## Extrait cité
• • • • •

Petite précision avant d’entrer dans les détails, cette
série d’article consacrée aux figures du stoner ne se veut pas comme le Saint
Graal ou LA référence sur le genre. Non loin de là : ce sont tout
simplement des billets qui traite du stoner dans le but d’éclaircir les
nouveaux arrivés dans ce monde musical ; les chevronnés auront peut-être
le plaisir de redécouvrir les racines de ce genre qui nous passionne tous !
Ma démarche est avant tout personnelle, c’est surtout pour le plaisir d’écrire
; mais pour ce premier article, j’ai eu également envie de rendre hommage à un
monsieur bien trop méconnu : Mario Lalli.
L’avènement des « generators parties »

• • • • •

## Énoncé 1
Citez fidèlement le passage de l'extrait sur le stoner qui va de « Ma démarche est » jusqu'à « méconnu : Mario Lalli. ».

## Données fournies
• • • • •

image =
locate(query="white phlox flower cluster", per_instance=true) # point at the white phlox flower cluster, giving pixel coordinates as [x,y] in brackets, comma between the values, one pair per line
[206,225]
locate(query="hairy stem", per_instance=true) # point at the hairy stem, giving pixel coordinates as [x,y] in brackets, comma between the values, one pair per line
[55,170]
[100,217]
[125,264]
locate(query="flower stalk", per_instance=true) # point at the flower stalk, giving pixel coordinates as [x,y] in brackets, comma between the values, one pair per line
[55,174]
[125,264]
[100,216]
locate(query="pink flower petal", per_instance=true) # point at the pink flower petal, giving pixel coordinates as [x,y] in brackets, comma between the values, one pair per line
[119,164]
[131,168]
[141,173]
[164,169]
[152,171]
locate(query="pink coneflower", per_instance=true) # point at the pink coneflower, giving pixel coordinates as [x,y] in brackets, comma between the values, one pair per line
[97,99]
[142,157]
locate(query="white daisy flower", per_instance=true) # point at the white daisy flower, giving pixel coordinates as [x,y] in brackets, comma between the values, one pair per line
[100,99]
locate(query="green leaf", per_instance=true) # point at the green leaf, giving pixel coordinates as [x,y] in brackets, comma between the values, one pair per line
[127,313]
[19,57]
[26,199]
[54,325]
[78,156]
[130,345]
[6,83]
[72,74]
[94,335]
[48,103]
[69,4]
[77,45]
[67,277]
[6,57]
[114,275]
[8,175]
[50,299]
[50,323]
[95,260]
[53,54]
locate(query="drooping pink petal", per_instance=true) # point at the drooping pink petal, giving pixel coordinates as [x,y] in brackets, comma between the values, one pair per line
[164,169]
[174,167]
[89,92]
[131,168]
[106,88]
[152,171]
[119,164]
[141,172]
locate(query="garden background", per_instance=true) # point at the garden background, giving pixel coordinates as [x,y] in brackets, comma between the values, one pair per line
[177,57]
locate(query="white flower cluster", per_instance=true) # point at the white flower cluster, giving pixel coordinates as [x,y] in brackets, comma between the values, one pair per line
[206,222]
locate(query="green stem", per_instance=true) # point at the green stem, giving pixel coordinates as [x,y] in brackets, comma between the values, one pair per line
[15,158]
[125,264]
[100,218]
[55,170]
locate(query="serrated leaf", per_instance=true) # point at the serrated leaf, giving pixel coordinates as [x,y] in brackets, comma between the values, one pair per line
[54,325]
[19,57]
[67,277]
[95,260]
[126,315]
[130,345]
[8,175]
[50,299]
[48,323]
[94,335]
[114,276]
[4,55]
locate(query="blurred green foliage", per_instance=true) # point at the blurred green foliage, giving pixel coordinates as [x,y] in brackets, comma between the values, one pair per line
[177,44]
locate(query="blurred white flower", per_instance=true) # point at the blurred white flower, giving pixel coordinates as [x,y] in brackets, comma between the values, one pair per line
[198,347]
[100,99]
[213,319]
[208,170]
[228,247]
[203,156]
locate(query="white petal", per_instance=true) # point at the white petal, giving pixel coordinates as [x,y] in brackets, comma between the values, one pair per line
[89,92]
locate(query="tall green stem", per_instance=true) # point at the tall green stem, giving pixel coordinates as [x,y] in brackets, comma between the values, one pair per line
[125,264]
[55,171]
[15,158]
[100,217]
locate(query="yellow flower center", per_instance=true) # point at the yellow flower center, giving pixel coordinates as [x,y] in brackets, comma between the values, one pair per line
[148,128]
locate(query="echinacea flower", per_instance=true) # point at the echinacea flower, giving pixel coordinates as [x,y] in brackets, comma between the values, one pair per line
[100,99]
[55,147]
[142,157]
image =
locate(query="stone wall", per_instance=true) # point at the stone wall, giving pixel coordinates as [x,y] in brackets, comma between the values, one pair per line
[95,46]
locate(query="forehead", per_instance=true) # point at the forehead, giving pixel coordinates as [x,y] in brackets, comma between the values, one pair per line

• • • • •

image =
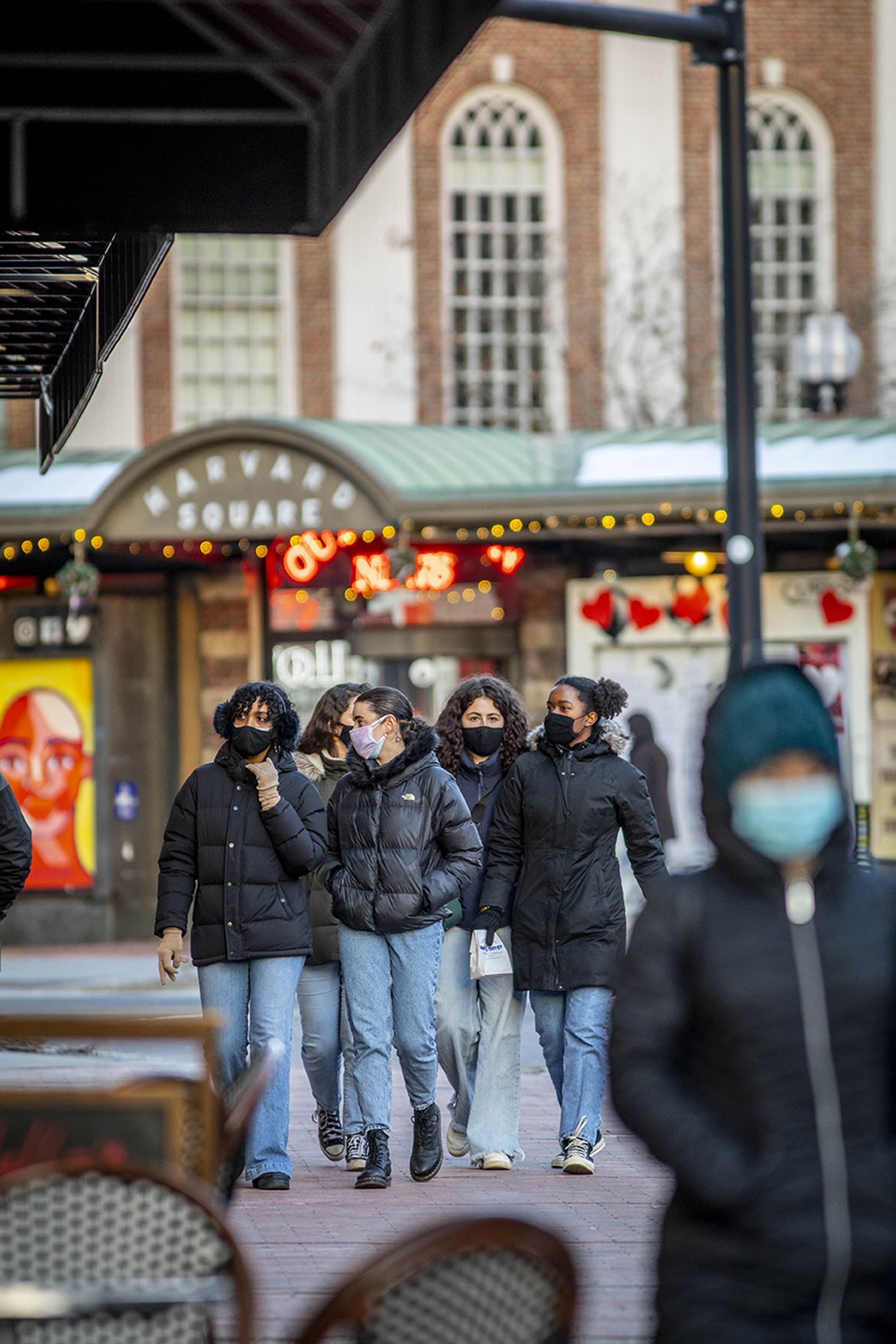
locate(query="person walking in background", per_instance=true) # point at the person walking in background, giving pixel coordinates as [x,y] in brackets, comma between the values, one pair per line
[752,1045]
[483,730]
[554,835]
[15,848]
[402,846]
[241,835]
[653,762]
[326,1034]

• • • • •

## Énoncé 2
Dans le listing, récrivez uniquement les lignes allant de celle qui contient « at the echinacea » jusqu'à celle qui contient « the forehead, giving », toutes deux incluses. Remplacez « stone wall » par « brick wall » sans rien modifier d'autre.

## Réponse rédigée 1
Ma démarche est avant tout personnelle, c’est surtout pour le plaisir d’écrire
; mais pour ce premier article, j’ai eu également envie de rendre hommage à un
monsieur bien trop méconnu : Mario Lalli.

## Réponse rédigée 2
locate(query="echinacea flower", per_instance=true) # point at the echinacea flower, giving pixel coordinates as [x,y] in brackets, comma between the values, one pair per line
[100,99]
[55,147]
[142,157]
image =
locate(query="brick wall", per_instance=true) # point at the brick wall, giving pixel coordinates as [x,y] in brackets, comma between the values, one pair per line
[95,46]
locate(query="forehead", per_instance=true) # point at the forehead, giving pixel coordinates as [x,y] in brackets, comma between the values, one pair per line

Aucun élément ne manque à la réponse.